##### EXERCISE DATA #####

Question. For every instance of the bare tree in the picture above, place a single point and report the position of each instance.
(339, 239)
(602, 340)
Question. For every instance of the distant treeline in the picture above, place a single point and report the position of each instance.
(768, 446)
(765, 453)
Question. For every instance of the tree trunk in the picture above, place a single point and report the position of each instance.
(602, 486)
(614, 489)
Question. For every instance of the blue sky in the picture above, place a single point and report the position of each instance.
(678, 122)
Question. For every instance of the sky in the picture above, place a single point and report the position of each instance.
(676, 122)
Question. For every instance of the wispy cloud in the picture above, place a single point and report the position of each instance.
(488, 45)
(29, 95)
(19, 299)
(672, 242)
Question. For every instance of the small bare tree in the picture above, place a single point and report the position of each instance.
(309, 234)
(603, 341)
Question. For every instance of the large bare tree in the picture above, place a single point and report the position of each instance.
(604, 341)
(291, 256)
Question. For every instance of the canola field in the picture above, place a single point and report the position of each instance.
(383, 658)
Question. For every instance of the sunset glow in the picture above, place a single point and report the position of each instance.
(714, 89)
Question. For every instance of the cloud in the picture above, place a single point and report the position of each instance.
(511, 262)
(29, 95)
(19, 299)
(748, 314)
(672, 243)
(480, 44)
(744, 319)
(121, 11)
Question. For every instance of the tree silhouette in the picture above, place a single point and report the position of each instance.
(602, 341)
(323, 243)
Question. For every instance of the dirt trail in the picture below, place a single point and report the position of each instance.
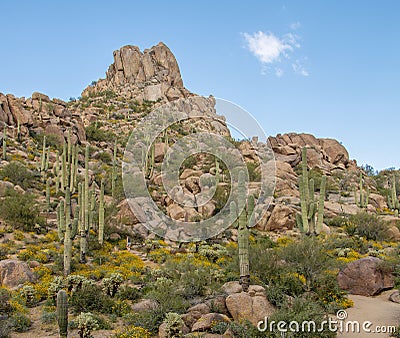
(378, 310)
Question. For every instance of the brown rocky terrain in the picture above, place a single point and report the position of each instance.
(108, 111)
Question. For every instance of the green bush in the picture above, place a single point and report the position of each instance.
(368, 226)
(240, 330)
(308, 258)
(20, 322)
(301, 310)
(337, 221)
(91, 298)
(5, 307)
(17, 173)
(128, 293)
(254, 171)
(95, 133)
(104, 157)
(149, 320)
(20, 211)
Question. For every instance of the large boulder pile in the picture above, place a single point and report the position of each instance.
(149, 75)
(327, 154)
(14, 272)
(41, 115)
(365, 277)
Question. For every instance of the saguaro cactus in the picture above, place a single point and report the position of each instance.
(5, 142)
(243, 221)
(363, 199)
(393, 201)
(114, 171)
(62, 313)
(48, 194)
(101, 214)
(307, 221)
(69, 230)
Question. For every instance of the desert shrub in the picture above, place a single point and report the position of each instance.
(17, 173)
(189, 162)
(21, 211)
(29, 295)
(128, 293)
(367, 225)
(95, 133)
(254, 171)
(91, 298)
(52, 140)
(104, 157)
(337, 221)
(243, 329)
(149, 320)
(301, 310)
(220, 197)
(173, 325)
(5, 328)
(331, 297)
(308, 258)
(167, 295)
(5, 306)
(20, 322)
(49, 315)
(132, 332)
(86, 323)
(194, 276)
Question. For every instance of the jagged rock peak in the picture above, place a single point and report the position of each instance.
(151, 75)
(157, 63)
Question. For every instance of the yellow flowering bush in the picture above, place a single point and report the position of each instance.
(132, 332)
(33, 252)
(283, 241)
(159, 255)
(18, 306)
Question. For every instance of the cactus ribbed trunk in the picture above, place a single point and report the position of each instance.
(310, 208)
(114, 171)
(64, 167)
(5, 143)
(243, 236)
(62, 313)
(67, 234)
(48, 194)
(321, 204)
(101, 214)
(43, 156)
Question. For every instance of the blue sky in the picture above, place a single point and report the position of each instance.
(330, 68)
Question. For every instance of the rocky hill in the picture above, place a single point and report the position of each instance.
(85, 139)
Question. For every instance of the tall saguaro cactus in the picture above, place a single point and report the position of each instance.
(363, 199)
(243, 221)
(62, 313)
(393, 201)
(69, 231)
(310, 220)
(101, 214)
(5, 142)
(114, 171)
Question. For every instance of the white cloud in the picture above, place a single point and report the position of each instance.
(268, 48)
(278, 72)
(295, 25)
(276, 53)
(298, 68)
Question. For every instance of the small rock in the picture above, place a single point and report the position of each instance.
(145, 305)
(364, 277)
(14, 272)
(208, 320)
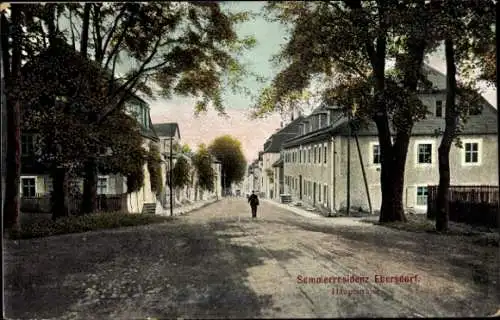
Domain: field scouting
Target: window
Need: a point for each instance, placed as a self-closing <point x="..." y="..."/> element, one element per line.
<point x="27" y="145"/>
<point x="439" y="108"/>
<point x="376" y="154"/>
<point x="325" y="192"/>
<point x="421" y="196"/>
<point x="102" y="185"/>
<point x="471" y="152"/>
<point x="425" y="153"/>
<point x="28" y="187"/>
<point x="49" y="186"/>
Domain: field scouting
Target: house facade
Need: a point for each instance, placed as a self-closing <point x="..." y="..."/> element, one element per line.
<point x="170" y="140"/>
<point x="36" y="182"/>
<point x="315" y="161"/>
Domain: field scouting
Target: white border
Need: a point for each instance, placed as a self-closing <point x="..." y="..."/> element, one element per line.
<point x="433" y="153"/>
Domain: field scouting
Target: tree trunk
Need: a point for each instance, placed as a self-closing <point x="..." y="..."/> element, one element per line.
<point x="89" y="202"/>
<point x="60" y="195"/>
<point x="13" y="161"/>
<point x="85" y="29"/>
<point x="451" y="116"/>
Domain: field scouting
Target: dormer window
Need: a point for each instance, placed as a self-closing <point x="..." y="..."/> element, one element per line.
<point x="439" y="109"/>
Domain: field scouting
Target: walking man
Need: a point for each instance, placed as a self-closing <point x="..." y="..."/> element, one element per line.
<point x="254" y="202"/>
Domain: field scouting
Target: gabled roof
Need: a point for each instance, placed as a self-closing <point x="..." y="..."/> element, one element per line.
<point x="167" y="129"/>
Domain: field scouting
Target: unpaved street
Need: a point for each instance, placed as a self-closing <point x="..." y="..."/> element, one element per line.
<point x="217" y="262"/>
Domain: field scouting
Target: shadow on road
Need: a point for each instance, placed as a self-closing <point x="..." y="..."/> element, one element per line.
<point x="169" y="270"/>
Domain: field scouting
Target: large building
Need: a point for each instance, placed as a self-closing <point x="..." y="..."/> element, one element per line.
<point x="315" y="160"/>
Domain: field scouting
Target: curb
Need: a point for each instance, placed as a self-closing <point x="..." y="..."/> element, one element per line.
<point x="181" y="213"/>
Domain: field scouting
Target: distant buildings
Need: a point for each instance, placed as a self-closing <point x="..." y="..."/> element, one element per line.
<point x="313" y="162"/>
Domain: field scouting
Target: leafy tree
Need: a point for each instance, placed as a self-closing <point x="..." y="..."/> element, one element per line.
<point x="203" y="162"/>
<point x="466" y="28"/>
<point x="181" y="173"/>
<point x="347" y="44"/>
<point x="187" y="48"/>
<point x="11" y="66"/>
<point x="227" y="150"/>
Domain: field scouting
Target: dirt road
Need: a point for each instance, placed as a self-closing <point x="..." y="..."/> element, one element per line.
<point x="217" y="262"/>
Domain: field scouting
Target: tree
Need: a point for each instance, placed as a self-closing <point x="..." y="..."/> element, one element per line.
<point x="227" y="150"/>
<point x="347" y="44"/>
<point x="187" y="48"/>
<point x="185" y="149"/>
<point x="11" y="62"/>
<point x="457" y="22"/>
<point x="203" y="162"/>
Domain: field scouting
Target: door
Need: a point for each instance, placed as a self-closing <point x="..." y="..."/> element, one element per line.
<point x="300" y="187"/>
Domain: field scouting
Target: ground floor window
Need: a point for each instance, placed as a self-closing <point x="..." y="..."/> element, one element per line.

#####

• _YOUR OBJECTIVE_:
The records above must be echoed exactly, minus their pictures.

• _EXERCISE RESULT_:
Question. For every instance of the bare tree in the picture above, place a single point and report the position of each instance.
(339, 239)
(602, 340)
Question. For every instance of the distant treeline in the picture above, place a single point and report the position of each instance.
(768, 446)
(765, 453)
Question. For every instance of the tree trunk in the picture above, place a single point and report the position of each instance.
(602, 486)
(614, 489)
Question. For every instance of the blue sky in the picture above, place a single point and report the position of each instance.
(678, 122)
Question. For every instance of the sky in the picture above, place a single point and report the position of each instance.
(676, 122)
Question. For every instance of the wispy cloud in the picture above, place a single point and report the position of each instance.
(488, 45)
(29, 95)
(19, 299)
(672, 242)
Question. For every instance of the small bare tree in the picture above, place a single point and report the position of each instance.
(309, 234)
(603, 341)
Question. For every instance of the large bare tree in the picture above, place a single point and report the position of each instance.
(604, 341)
(291, 256)
Question. For every instance of the canola field in the picture above, place a single point and report the position of each instance.
(383, 658)
Question. For every instance of the sunset glow in the picture above, place a single point and report the position of each instance.
(714, 89)
Question. For every instance of the cloud in the picture above, place a single point and report the position of each instance.
(511, 262)
(29, 95)
(19, 299)
(748, 314)
(672, 243)
(480, 44)
(744, 319)
(121, 11)
Question. For every instance of the tree silhouette in the picture above, place a single point and report the position of each instance.
(602, 341)
(323, 243)
Question. For every instance of the dirt trail in the picture below, place a single point and report the position of each instance.
(378, 310)
Question. For every instance of the brown rocky terrain in the picture above, place a single point and report the position of each instance.
(108, 111)
Question. For every instance of the green bush in the picture above, place a single point and report the position of each instance.
(368, 226)
(240, 330)
(308, 258)
(20, 322)
(301, 310)
(337, 221)
(91, 298)
(5, 307)
(17, 173)
(128, 293)
(254, 171)
(95, 133)
(104, 157)
(149, 320)
(20, 211)
Question. For every instance of the large boulder pile in the picture above, place a single point and report the position of each instance.
(149, 75)
(327, 154)
(14, 272)
(41, 115)
(365, 277)
Question. For every instance of the saguaro cactus in the picture above, place a single point and report the position of each instance.
(5, 142)
(243, 221)
(363, 199)
(393, 201)
(114, 171)
(62, 313)
(48, 194)
(101, 214)
(307, 221)
(69, 230)
Question. For every instance of the desert shrub in the picture above, place a single point and report the position of each instance.
(17, 173)
(189, 162)
(21, 211)
(29, 295)
(128, 293)
(367, 225)
(95, 133)
(254, 171)
(91, 298)
(52, 140)
(104, 157)
(337, 221)
(243, 329)
(149, 320)
(301, 310)
(220, 197)
(173, 325)
(5, 328)
(331, 297)
(308, 258)
(167, 295)
(5, 306)
(20, 322)
(49, 315)
(132, 332)
(86, 323)
(194, 276)
Question. For every instance of the jagged rock peak in the picture above, place a single point and report the position of each instance.
(151, 75)
(157, 63)
Question. For every instance of the yellow flowering bush in the picture above, place a single point and report the position of each instance.
(132, 332)
(33, 252)
(283, 241)
(159, 255)
(18, 306)
Question. For every instance of the cactus ribbed trunk in the picture above, place a single point and report the position of each instance.
(310, 208)
(114, 171)
(64, 167)
(5, 143)
(243, 236)
(62, 313)
(67, 234)
(48, 194)
(321, 204)
(101, 214)
(43, 156)
Question. For every instance of the blue sky in the picture above, place a single point and report the position of each instance.
(330, 68)
Question. For every instance of the rocky hill in the picture above, place a single point and report the position of each instance.
(85, 139)
Question. For every instance of the tall saguaro cactus in the picture above, place a single point and report the position of each instance.
(363, 199)
(243, 221)
(62, 313)
(393, 201)
(69, 231)
(310, 220)
(101, 214)
(5, 142)
(114, 171)
Question. For every instance of the white cloud in the picture above, place a single point and report the position of each instance.
(268, 48)
(278, 72)
(295, 25)
(276, 53)
(298, 68)
Question. For every instance of the small rock in the picture above, place a single point and report the position of each instance.
(145, 305)
(364, 277)
(14, 272)
(208, 320)
Domain: field scouting
Target: window
Need: a point for each instance, placed as a self-closing <point x="..." y="..."/> element, one element per line.
<point x="27" y="145"/>
<point x="439" y="108"/>
<point x="376" y="154"/>
<point x="325" y="192"/>
<point x="421" y="196"/>
<point x="102" y="185"/>
<point x="471" y="152"/>
<point x="425" y="153"/>
<point x="28" y="187"/>
<point x="49" y="186"/>
Domain: field scouting
Target: house facade
Need: a point for each instance, placed as a self-closing <point x="..." y="..."/> element, one element per line.
<point x="170" y="140"/>
<point x="36" y="182"/>
<point x="315" y="161"/>
Domain: field scouting
Target: white border
Need: a point for each instance, placed as a self-closing <point x="..." y="..."/> element, one element per line.
<point x="433" y="153"/>
Domain: field scouting
Target: tree trunk
Need: a point for each instance, placed as a self-closing <point x="..." y="..."/> element, one element per line.
<point x="89" y="202"/>
<point x="60" y="195"/>
<point x="13" y="161"/>
<point x="85" y="29"/>
<point x="451" y="116"/>
Domain: field scouting
Target: dormer window
Need: a point for each instance, placed as a self-closing <point x="..." y="..."/> element, one element per line.
<point x="439" y="109"/>
Domain: field scouting
Target: walking man
Need: a point for each instance, placed as a self-closing <point x="..." y="..."/> element, one element per line.
<point x="254" y="202"/>
Domain: field scouting
Target: gabled roof
Need: a point for each instance, placed as a self-closing <point x="..." y="..."/> element, one element per line.
<point x="167" y="129"/>
Domain: field scouting
Target: unpaved street
Need: a point for each instance, placed as a self-closing <point x="..." y="..."/> element, one element per line.
<point x="217" y="262"/>
Domain: field scouting
Target: shadow on road
Need: a point for each instance, placed as a self-closing <point x="..." y="..."/> element, one element per line.
<point x="169" y="270"/>
Domain: field scouting
Target: large building
Need: a point for each instance, placed as a self-closing <point x="..." y="..."/> element, one element per line.
<point x="315" y="160"/>
Domain: field scouting
Target: curb
Need: a point for each instance, placed as a self-closing <point x="..." y="..."/> element, one element per line.
<point x="181" y="213"/>
Domain: field scouting
Target: distant buildings
Need: a point for each instance, placed as a self-closing <point x="..." y="..."/> element, one element per line.
<point x="313" y="162"/>
Domain: field scouting
Target: leafy tree
Need: a point for each instance, placed as a self-closing <point x="..." y="..."/> element, one element per line.
<point x="203" y="162"/>
<point x="466" y="28"/>
<point x="181" y="173"/>
<point x="347" y="44"/>
<point x="187" y="48"/>
<point x="11" y="66"/>
<point x="227" y="150"/>
Domain: field scouting
Target: dirt road
Need: a point for each instance, placed as a self-closing <point x="..." y="..."/> element, one element per line.
<point x="217" y="262"/>
Domain: field scouting
Target: tree
Need: a point for each instance, placed as a self-closing <point x="..." y="..."/> element, one element per line.
<point x="227" y="150"/>
<point x="347" y="44"/>
<point x="187" y="48"/>
<point x="185" y="149"/>
<point x="11" y="62"/>
<point x="457" y="22"/>
<point x="203" y="162"/>
Domain: field scouting
Target: door
Need: a point for each instance, placed as a self-closing <point x="..." y="..."/> element, one element per line.
<point x="300" y="187"/>
Domain: field scouting
Target: ground floor window
Need: a point for each instance, placed as a self-closing <point x="..." y="..."/> element, one element per line.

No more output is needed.